Substitute "biggest circle" for "largest circle" at every occurrence in the records below, leaving all other text unchanged.

** start Data records **

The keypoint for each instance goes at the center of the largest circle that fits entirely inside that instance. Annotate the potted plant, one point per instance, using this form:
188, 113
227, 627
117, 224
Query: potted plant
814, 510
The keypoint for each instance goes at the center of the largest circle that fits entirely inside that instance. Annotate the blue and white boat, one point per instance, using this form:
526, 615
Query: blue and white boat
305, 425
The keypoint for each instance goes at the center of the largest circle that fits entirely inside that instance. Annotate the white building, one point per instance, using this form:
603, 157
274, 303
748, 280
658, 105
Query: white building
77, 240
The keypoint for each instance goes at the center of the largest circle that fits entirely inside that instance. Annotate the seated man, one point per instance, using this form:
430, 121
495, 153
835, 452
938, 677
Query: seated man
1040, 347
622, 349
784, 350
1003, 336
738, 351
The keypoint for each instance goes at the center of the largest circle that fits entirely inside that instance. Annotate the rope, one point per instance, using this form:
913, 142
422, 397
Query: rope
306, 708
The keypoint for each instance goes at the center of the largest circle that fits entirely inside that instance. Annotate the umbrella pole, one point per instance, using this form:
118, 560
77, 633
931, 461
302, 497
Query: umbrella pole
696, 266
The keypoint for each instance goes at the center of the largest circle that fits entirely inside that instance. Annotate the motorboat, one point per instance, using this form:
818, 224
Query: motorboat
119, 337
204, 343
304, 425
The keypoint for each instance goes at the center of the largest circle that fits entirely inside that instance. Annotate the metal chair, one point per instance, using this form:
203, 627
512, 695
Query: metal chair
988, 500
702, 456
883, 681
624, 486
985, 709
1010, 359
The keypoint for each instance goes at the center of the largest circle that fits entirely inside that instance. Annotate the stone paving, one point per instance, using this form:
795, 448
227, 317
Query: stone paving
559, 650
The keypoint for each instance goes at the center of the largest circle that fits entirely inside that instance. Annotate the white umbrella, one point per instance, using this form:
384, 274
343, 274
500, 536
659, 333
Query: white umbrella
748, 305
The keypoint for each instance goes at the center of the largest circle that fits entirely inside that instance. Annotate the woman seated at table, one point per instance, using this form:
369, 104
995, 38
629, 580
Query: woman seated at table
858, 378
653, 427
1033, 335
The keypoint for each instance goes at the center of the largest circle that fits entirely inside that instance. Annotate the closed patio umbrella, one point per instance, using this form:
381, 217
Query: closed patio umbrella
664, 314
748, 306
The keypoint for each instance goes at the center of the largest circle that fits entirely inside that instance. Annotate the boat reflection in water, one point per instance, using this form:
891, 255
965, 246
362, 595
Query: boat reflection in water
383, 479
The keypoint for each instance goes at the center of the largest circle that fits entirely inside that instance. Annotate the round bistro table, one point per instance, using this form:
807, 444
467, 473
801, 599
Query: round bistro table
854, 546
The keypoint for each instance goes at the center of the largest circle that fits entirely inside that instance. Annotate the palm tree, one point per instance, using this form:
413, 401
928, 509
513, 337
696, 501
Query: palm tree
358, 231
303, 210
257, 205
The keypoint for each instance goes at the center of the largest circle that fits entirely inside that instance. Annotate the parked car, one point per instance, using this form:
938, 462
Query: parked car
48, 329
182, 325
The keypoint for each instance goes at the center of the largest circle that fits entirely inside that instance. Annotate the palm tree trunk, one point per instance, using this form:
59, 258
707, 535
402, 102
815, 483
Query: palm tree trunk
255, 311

** end Data records **

*Answer to this problem*.
The keypoint for each instance goes at the center of the biggest circle that fits entirely inside that instance. Annotate the potted plant, one point per instance, using this form:
188, 113
227, 627
117, 224
Query: potted plant
814, 510
The keypoint for each instance goes at the center of the biggest circle that fits entirely inside that instance. Annotate the blue and white boat, one point per instance, using this form:
526, 615
Query: blue and white boat
305, 425
The keypoint for each instance goes at the center of the biggest circle that fits entirely inside that instance. Annotate the white building, one point per instance, using this form:
603, 157
274, 303
748, 280
658, 105
Query: white building
77, 240
The keypoint for each instance goes at the center of the biggest circle that fits entirely inside that instance. Annotate the seated man, one point per instance, using this form:
430, 121
495, 153
835, 452
938, 677
Query: seated man
1040, 347
622, 349
784, 350
1003, 336
738, 351
The keypoint for each instance goes at the center of the biggest circle that fits entirely inside that instance. Annotate the rope, one point per instance, using this form:
913, 142
422, 397
Query: rope
306, 708
The keypoint for each instance goes at the center of the biggest circle that fits entirely inside that instance. Annotate the umbrella pole, one point per instance, using this form:
118, 560
77, 633
931, 461
302, 497
Query: umbrella pole
696, 266
The keypoint for each instance goes at the center of the biggest circle that fits entirely inside that instance. Annotate the motorboat, one point per instance, using this form:
818, 224
Query: motorboat
119, 337
204, 343
304, 425
The keypoint for each instance goes at the center of the biggest circle that fits entirely inside that instance. Annotate the metal chair, one point per instance, using this form:
203, 627
512, 695
Query: metal chair
988, 500
702, 456
883, 681
624, 486
985, 709
1010, 359
The keypoint for each instance goes at the center of the biggest circle that fits entirely inside that instance. Annotate the stone paving, one point per instance, using this form:
795, 448
227, 317
Query: stone paving
559, 650
The keypoint for each instance goes at the center of the biggest circle that fits entirely inside that instance. Annotate the white umbrella, one point per instance, using this form:
384, 274
343, 274
500, 536
659, 333
Query: white umbrella
748, 305
The keypoint for each instance goes at the center of the biggest circle that fits entirely inside that instance. Annotate the woman seated at table, one point per instance, using this form:
369, 104
995, 38
629, 580
Query: woman seated at table
858, 378
653, 427
1033, 335
The keypoint for each instance goes at the center of the biggest circle that fits entirely inside that instance. Annotate the closed patio umbrella, one point per instance, using this form:
381, 217
Query: closed patio umbrella
664, 314
748, 306
The keypoint for each instance goes at the center of the biggest circle that fits entirely inside that instance. Annotate the boat reflection in water, one point per instance, using this form:
891, 255
965, 246
362, 595
Query: boat reflection in water
383, 479
The keypoint for each instance goes at the center of the biggest circle that fits entirely inside that instance. Annotate the round bistro table, one point per instance, using this form:
807, 444
467, 473
801, 599
Query: round bistro table
854, 546
The keypoint for each instance goes at the center of the biggest circle that fits entirely inside that instance. Annotate the palm tree, one point per instance, using this form:
413, 401
928, 509
513, 337
696, 501
Query: palm tree
358, 231
303, 210
257, 205
The keypoint for each instance goes at the center of the biggest circle that fits entirely inside that instance. Annotate the parked car, one point per instance, using this form:
938, 462
Query: parked car
48, 329
182, 325
The keypoint for each instance goes at the center of the biggest circle that fits entirely inside that instance. Annotate the palm tree trunk, one point per instance, using this form:
59, 258
707, 535
402, 102
815, 483
Query: palm tree trunk
255, 311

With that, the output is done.